WHAT YOU WILL DO: Using the news report on the Kentucky shooting, explain in one to three sentences why the coroner says a child having a gun is not unusual in that area.

Ky. boy, 5, shoots sister, 2, with rifle in fatal accident

Company designs guns specifically for young children
2013-05-02T00:00:00Z Ky. boy, 5, shoots sister, 2, with rifle in fatal accidentThe Associated Press The Associated Press
May 02, 2013 12:00 am  • 

BURKESVILLE, Ky. - In southern Kentucky, where children get their first guns even before they start first grade, Stephanie Sparks paid little attention as her 5-year-old son, Kristian, played with the rifle he was given last year. Then, as she stepped onto the front porch while cleaning the kitchen, "she heard the gun go off," a coroner said.

In a horrific accident Tuesday that shocked a rural area far removed from the national debate over gun control, the boy had killed his 2-year-old sister, Caroline, with a single shot to the chest.

"Down in Kentucky where we're from, you know, guns are passed down from generation to generation," Cumberland County Coroner Gary White said. "You start at a young age with guns for hunting and everything."

What is more unusual than a child having a gun, he said, is "that a kid would get shot with it."

In this case, the rifle was made by a company that sells guns specifically for children - "My first rifle" is the slogan - in colors ranging from plain brown to hot pink to orange to royal blue to multicolor swirls.

Kristian's rifle was kept in a corner of the mobile home, and the family didn't realize a bullet had been left in it.

"It's a normal way of life, and it's not just rural Kentucky, it's rural America - hunting and shooting and sport fishing. It starts at an early age," said Cumberland County Judge Executive John Phelps. "There's probably not a household in this county that doesn't have a gun."

In Cumberland County, as elsewhere in Kentucky, local newspapers feature photos of children proudly displaying their kills, including turkey and deer.

Phelps, who is much like a mayor in these parts, said it had been four or five years since there had been a shooting death in the county, which lies along the Cumberland River near the Tennessee state line.

EXTRACTED MATERIAL:
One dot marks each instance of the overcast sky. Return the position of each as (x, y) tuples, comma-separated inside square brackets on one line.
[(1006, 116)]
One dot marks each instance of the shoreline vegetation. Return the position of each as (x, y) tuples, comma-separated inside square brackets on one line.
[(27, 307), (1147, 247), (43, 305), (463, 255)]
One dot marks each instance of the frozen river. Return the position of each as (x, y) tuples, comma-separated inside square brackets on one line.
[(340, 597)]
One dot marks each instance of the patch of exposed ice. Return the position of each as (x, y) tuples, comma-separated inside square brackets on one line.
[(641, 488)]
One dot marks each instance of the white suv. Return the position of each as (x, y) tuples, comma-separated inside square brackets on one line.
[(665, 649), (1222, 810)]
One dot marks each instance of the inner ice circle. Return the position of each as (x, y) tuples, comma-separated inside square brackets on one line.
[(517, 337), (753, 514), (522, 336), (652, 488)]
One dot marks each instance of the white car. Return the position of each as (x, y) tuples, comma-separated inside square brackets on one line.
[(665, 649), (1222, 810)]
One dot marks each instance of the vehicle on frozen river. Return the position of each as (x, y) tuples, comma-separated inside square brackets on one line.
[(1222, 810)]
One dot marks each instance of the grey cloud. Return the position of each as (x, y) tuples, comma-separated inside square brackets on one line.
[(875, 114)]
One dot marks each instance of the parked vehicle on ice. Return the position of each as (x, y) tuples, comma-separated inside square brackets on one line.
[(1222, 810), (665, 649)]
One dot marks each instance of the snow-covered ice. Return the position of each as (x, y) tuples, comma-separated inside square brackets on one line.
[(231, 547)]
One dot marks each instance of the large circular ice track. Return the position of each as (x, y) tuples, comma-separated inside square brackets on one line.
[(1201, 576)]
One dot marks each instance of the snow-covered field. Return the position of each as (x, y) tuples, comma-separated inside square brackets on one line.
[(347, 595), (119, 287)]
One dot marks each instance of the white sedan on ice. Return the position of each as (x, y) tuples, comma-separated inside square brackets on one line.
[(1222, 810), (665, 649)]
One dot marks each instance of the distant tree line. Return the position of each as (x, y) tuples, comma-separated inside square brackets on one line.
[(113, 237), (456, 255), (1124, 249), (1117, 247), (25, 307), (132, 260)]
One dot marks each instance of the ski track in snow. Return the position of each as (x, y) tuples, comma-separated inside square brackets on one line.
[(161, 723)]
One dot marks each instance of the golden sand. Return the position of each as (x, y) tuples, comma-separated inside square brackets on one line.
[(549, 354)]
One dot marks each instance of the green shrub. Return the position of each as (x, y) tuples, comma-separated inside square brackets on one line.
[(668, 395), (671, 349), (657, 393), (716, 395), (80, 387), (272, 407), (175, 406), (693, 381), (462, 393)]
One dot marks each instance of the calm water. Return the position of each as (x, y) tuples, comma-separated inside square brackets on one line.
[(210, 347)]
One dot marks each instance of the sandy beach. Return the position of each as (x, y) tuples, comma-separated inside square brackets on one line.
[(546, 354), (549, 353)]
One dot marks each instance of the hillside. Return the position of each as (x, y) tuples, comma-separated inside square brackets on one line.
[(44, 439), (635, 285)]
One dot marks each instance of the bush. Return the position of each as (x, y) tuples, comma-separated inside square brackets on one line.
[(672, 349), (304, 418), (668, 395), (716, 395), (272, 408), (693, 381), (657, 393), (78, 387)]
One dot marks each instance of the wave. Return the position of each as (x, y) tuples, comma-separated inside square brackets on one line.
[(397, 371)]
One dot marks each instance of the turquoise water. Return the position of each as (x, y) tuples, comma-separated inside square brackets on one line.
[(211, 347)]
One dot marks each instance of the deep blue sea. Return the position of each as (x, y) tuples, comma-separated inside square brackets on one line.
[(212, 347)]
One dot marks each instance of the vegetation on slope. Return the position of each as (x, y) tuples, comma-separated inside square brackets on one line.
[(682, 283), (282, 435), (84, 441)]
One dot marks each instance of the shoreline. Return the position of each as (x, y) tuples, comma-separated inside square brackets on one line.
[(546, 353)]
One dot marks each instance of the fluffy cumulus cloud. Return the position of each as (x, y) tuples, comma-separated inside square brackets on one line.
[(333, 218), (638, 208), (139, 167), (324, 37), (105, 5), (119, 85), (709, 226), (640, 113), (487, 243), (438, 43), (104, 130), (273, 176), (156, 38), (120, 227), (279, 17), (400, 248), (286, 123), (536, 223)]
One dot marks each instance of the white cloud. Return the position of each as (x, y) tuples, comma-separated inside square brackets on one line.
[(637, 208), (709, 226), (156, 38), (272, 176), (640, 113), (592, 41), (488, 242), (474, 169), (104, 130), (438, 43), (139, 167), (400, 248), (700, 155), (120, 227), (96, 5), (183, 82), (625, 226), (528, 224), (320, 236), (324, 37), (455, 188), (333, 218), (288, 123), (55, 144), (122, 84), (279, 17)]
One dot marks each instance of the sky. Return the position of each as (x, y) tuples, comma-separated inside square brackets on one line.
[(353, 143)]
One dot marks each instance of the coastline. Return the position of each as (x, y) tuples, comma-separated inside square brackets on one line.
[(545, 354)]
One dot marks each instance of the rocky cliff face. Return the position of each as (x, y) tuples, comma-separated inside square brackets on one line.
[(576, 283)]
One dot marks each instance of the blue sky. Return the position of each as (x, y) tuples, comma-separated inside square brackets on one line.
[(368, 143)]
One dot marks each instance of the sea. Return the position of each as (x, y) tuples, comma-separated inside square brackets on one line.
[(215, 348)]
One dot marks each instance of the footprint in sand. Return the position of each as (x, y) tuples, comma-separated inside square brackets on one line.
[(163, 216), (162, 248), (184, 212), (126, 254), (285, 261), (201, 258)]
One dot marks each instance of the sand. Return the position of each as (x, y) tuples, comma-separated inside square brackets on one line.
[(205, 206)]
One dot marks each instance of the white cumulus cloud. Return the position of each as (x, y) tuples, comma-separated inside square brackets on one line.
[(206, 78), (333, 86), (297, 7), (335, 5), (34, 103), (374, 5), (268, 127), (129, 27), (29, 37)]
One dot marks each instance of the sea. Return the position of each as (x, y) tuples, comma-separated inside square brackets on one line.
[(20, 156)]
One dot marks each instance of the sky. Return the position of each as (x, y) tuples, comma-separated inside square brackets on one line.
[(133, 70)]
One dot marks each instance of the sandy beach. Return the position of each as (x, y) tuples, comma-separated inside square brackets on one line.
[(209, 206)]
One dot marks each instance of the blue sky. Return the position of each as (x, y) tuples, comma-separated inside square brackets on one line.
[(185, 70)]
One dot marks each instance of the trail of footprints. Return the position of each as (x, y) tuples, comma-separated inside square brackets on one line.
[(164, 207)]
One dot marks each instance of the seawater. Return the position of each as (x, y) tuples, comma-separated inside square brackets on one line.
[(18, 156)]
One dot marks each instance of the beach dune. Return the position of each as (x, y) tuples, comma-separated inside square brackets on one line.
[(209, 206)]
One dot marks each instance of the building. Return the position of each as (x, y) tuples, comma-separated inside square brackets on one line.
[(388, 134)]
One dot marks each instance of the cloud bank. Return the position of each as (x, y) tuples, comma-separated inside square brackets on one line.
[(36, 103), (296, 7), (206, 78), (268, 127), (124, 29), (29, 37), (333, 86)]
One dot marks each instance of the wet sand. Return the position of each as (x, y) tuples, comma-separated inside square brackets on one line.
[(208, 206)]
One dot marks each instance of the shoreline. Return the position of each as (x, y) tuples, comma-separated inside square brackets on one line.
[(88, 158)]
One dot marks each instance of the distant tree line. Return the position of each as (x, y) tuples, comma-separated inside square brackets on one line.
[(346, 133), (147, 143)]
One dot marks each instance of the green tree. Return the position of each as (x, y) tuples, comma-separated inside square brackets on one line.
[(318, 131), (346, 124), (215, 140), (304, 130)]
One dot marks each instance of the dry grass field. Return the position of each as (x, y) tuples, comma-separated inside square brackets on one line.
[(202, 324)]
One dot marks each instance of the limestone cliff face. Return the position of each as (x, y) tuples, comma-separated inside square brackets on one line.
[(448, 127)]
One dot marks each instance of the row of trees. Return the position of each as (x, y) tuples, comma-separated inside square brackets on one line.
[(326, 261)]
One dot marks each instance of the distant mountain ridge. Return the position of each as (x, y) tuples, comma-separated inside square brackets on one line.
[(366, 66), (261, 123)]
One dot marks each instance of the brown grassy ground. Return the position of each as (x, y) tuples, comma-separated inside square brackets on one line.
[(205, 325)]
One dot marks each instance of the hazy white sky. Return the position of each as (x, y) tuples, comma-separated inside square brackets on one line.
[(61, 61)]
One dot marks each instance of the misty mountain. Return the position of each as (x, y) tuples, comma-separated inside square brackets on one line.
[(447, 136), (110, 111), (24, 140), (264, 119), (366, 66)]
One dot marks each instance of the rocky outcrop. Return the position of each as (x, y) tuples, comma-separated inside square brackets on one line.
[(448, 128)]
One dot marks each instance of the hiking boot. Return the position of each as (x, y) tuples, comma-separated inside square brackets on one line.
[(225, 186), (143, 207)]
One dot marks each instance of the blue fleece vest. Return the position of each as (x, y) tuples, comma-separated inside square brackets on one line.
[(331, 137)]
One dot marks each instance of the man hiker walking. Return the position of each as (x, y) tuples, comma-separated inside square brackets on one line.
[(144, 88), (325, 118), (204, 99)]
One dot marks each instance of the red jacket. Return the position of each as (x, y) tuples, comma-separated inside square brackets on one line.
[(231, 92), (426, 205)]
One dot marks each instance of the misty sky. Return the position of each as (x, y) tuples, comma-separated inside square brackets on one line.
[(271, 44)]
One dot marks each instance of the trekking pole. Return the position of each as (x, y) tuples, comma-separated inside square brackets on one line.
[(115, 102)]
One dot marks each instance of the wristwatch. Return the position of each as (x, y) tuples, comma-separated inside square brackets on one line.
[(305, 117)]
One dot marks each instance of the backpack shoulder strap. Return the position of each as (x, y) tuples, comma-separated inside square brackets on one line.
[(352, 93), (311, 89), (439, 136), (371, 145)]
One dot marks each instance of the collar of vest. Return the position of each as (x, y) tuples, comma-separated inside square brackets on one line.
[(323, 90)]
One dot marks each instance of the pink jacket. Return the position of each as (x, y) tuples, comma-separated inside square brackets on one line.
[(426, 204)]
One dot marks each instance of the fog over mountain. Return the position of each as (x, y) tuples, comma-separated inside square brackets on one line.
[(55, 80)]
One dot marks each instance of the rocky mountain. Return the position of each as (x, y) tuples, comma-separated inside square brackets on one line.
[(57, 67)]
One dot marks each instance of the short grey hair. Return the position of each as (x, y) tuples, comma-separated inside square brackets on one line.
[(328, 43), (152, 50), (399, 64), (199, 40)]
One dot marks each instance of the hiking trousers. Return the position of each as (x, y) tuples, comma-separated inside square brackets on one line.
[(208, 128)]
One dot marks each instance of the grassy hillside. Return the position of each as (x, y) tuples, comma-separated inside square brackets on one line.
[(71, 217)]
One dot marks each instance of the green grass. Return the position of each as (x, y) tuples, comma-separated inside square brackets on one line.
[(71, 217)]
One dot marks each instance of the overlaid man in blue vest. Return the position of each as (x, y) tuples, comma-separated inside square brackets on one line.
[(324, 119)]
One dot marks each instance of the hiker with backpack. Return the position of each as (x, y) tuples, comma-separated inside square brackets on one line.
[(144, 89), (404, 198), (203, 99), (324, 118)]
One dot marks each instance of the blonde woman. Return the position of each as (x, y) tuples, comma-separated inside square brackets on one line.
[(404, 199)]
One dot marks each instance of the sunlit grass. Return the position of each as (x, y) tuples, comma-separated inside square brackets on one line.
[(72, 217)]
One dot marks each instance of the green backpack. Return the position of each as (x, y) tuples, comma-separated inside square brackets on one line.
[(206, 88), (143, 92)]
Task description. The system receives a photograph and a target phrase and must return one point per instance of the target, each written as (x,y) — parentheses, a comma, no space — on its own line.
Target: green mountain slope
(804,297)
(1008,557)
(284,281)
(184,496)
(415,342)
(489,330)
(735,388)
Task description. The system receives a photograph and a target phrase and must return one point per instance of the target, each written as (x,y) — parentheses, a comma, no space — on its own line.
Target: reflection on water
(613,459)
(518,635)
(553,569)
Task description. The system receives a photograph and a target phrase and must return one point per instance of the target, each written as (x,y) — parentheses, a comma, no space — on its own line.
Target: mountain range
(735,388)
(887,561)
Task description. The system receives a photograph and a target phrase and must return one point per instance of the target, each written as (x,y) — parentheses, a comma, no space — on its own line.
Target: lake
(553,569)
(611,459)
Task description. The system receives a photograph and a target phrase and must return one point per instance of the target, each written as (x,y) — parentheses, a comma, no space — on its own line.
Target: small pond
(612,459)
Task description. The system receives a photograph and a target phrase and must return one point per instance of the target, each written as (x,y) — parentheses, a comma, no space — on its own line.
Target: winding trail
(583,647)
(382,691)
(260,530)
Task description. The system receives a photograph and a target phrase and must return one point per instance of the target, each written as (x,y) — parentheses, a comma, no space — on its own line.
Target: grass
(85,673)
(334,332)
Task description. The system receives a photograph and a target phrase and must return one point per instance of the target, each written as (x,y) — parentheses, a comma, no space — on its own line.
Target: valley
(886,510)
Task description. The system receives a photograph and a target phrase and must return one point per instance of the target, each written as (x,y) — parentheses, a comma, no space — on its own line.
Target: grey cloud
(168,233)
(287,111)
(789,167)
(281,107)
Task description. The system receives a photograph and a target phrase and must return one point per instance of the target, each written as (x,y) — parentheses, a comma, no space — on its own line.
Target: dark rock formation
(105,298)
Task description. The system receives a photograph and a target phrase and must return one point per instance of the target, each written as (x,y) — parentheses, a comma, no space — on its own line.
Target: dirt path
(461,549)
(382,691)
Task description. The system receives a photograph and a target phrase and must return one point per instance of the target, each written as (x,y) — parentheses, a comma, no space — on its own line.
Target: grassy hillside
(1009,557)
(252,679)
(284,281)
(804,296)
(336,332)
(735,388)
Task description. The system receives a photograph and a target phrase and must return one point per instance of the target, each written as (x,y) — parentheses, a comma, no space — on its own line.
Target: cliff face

REPLY TO THE EXERCISE: Cumberland County Coroner Gary White says that in Kentucky guns are passed down from generation to generation, and people start at a young age with guns for hunting. In his view, the unusual part is a child getting shot with one.